┌─ ENTRIES PROVIDED

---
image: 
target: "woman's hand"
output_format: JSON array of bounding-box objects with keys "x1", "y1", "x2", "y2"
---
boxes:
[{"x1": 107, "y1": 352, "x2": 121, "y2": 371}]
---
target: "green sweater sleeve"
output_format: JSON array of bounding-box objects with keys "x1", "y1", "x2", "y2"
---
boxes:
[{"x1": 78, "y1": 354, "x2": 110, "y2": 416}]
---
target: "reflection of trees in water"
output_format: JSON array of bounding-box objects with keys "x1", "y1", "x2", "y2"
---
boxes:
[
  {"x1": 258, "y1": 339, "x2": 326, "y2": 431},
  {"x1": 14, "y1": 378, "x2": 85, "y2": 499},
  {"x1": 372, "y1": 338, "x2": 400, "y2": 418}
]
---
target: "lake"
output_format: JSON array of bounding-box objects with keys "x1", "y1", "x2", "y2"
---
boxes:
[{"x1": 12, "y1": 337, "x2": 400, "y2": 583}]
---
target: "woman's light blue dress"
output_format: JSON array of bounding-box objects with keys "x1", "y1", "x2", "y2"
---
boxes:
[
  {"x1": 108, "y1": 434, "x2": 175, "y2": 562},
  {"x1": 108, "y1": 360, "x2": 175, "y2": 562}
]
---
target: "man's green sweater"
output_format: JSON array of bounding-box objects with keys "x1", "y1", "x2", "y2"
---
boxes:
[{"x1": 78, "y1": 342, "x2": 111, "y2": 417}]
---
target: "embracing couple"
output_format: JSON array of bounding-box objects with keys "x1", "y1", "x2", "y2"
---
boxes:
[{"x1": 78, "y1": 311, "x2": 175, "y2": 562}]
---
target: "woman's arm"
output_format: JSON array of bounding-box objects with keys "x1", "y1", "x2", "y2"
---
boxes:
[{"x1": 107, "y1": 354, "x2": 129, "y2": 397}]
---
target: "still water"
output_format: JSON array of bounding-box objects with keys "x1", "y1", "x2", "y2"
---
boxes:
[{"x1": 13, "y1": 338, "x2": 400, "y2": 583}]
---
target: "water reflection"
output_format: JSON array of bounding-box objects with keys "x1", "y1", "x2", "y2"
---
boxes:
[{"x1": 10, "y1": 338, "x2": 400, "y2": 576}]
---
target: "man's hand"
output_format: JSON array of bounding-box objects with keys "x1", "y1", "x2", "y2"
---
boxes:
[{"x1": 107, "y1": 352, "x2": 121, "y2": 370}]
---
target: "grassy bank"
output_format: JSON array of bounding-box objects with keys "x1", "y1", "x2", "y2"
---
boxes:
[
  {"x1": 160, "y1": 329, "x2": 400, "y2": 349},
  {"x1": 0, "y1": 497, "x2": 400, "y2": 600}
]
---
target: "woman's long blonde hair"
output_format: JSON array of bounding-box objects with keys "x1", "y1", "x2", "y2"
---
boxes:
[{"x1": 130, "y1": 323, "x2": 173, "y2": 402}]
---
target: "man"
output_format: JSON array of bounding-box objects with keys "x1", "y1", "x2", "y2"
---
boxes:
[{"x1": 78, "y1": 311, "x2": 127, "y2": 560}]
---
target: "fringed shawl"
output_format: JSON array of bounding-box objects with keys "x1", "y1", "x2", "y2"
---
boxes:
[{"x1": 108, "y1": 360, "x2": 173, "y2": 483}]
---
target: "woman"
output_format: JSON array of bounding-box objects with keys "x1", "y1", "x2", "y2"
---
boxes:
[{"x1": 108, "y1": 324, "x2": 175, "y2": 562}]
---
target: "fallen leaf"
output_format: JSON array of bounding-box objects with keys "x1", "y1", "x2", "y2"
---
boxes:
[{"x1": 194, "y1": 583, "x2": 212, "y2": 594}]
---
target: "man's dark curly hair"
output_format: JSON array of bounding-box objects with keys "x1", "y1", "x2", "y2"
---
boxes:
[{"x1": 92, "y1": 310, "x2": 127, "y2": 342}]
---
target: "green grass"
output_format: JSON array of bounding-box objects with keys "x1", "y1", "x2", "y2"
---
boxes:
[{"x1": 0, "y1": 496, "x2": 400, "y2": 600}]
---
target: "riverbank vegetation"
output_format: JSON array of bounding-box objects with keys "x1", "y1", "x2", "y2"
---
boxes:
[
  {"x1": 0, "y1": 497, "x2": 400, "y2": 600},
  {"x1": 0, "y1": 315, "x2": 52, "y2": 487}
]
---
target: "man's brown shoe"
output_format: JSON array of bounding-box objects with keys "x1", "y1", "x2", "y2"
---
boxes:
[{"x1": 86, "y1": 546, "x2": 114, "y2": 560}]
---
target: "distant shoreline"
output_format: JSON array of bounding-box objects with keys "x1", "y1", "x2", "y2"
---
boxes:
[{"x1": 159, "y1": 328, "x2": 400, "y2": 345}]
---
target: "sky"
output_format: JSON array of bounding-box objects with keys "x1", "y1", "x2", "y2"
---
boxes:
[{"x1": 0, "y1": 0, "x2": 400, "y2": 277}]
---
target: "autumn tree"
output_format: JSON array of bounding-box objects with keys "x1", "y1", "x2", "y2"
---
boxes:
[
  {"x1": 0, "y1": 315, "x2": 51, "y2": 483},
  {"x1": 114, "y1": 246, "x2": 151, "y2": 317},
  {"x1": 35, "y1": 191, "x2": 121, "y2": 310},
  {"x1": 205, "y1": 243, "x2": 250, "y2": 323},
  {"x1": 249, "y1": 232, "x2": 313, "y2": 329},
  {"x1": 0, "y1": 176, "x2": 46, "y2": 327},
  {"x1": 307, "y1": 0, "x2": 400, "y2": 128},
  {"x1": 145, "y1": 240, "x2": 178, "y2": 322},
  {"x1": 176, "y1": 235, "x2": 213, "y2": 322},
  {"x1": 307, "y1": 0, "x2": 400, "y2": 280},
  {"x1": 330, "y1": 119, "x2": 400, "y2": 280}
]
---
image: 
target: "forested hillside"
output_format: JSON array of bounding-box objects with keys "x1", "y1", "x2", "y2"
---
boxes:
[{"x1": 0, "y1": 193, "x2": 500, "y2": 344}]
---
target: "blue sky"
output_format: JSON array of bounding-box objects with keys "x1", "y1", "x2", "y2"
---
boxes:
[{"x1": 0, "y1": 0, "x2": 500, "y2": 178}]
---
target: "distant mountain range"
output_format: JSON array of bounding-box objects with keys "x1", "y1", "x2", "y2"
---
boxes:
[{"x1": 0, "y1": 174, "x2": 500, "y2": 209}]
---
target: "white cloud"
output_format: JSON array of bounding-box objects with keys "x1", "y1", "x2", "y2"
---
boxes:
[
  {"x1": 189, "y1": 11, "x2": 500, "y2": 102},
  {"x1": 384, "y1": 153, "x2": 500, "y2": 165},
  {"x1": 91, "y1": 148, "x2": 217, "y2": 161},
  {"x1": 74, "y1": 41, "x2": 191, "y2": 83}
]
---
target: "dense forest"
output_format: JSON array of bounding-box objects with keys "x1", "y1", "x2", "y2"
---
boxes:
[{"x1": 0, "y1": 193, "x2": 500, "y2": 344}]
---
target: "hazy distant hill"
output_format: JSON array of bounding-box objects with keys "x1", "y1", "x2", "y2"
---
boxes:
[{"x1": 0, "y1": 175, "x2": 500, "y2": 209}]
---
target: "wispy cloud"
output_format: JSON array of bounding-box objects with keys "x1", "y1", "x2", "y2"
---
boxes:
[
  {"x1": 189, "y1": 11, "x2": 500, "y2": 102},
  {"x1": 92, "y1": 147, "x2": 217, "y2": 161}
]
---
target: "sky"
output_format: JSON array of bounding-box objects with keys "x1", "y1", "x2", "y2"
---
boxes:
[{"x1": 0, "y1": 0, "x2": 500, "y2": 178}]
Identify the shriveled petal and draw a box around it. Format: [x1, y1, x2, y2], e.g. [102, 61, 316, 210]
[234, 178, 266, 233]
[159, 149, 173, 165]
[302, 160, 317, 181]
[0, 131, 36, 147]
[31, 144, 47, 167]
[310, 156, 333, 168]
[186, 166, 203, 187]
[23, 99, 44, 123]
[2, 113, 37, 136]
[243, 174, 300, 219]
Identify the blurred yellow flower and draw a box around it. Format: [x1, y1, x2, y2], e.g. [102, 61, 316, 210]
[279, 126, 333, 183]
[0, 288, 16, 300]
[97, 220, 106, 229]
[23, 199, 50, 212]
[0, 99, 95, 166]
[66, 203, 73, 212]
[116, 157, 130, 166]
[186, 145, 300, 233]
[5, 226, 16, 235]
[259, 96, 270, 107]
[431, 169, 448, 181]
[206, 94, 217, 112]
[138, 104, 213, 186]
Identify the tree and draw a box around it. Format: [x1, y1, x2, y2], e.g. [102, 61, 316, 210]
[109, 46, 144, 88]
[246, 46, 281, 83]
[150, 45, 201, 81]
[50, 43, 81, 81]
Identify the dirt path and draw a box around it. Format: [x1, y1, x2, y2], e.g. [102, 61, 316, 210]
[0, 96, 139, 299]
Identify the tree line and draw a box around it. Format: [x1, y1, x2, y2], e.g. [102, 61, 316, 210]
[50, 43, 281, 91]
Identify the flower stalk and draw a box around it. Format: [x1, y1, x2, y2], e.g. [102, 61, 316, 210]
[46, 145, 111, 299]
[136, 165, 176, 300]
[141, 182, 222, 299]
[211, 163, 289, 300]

└─

** REQUIRED WORK **
Everything from the line containing "Identify the tree and" to the end of the records must be written out exactly; include both of those lines and no others.

** RESULT OF THIS EXERCISE **
Identify the tree and draw a box around it. Format: [x1, y1, x2, y2], e.g. [102, 61, 316, 210]
[109, 46, 144, 88]
[246, 46, 281, 83]
[150, 45, 201, 81]
[50, 43, 81, 81]
Identify the dirt path and draw a box around it. Format: [x1, y1, x2, y2], e.g. [102, 61, 316, 210]
[0, 96, 139, 299]
Identify the tree line and draw a box around it. Format: [x1, y1, x2, y2], e.g. [102, 61, 316, 210]
[50, 43, 281, 91]
Identify the flower stalk and draw a box around it. Format: [x1, y1, x2, y2], e.g. [102, 61, 316, 210]
[46, 145, 111, 299]
[136, 165, 176, 300]
[141, 182, 222, 299]
[211, 163, 289, 300]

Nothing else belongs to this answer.